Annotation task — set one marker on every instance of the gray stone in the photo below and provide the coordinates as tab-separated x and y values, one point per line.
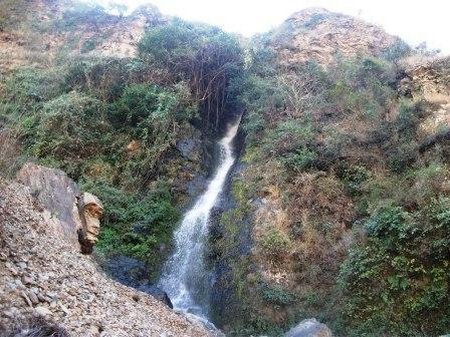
309	328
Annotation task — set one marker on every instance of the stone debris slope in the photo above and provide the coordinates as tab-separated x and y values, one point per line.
320	35
41	274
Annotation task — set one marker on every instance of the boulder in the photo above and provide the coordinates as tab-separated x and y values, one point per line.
309	328
91	210
58	196
54	191
134	273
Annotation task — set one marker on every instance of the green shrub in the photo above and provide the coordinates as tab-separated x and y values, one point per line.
399	274
140	226
275	243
================
Reproduce exactly what appears from the line containing "of the boulder" down to the final line of the data.

» Task output:
Annotation task — set one marker on every instance of the boulder in the photo above and provide the coordinates as tab-separated x and y values, one point per line.
309	328
91	210
58	196
54	191
134	273
Annotation task — set one marker on every instance of the green shrub in the photo above and provide the coordinates as tab-separated x and y values, one point per line.
399	274
140	226
275	243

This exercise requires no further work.